Dataset records
§

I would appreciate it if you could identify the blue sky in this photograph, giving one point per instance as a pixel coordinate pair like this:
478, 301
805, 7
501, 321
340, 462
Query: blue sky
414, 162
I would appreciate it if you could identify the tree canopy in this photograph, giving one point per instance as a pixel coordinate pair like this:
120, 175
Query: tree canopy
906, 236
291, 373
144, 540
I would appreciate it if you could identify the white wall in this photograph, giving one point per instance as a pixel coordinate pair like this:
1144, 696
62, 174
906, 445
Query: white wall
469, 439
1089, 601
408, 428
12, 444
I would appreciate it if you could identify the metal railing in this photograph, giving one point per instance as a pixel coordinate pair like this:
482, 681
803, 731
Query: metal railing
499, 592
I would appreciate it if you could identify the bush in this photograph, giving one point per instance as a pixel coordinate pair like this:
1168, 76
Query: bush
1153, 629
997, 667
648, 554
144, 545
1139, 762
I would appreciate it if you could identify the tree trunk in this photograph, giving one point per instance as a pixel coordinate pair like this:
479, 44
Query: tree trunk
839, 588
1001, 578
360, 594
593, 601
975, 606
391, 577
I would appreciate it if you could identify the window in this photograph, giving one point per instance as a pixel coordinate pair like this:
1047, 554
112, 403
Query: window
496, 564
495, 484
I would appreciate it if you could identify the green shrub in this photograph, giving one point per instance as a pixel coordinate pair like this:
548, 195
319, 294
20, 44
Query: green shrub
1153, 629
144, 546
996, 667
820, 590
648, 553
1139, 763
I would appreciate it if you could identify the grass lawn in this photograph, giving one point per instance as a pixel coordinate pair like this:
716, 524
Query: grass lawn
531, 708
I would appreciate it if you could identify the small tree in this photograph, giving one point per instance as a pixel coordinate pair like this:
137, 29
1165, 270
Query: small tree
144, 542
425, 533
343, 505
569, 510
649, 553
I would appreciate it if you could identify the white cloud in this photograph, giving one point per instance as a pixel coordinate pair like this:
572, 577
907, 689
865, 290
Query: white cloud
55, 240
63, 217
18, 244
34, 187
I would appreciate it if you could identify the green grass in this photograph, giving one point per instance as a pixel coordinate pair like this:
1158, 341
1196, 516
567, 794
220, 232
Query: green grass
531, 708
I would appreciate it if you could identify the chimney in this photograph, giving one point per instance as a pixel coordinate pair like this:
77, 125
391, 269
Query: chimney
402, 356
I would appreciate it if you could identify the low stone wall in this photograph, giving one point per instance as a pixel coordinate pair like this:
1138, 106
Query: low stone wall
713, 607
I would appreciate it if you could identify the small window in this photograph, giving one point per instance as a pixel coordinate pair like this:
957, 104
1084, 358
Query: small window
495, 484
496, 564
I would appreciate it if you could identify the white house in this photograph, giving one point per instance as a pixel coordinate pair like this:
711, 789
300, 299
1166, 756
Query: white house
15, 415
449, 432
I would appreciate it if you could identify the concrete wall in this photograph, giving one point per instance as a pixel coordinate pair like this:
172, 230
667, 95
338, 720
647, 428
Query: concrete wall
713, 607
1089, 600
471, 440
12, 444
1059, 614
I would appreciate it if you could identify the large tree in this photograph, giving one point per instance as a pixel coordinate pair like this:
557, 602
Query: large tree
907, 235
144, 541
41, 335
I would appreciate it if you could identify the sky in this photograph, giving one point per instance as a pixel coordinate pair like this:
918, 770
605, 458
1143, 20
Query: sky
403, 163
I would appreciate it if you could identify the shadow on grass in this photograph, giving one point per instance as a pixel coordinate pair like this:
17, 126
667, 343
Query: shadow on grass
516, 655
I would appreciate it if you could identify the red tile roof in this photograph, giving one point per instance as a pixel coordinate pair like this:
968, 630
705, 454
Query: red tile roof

§

* [Description of the task] In the entries above, identify each line that includes the string "tile", then copy it.

* [Answer space]
I would appreciate it if you could identify the red tile roof in this photograph, giving one point per instance as a pixel coordinate pair like this:
Query: red tile roof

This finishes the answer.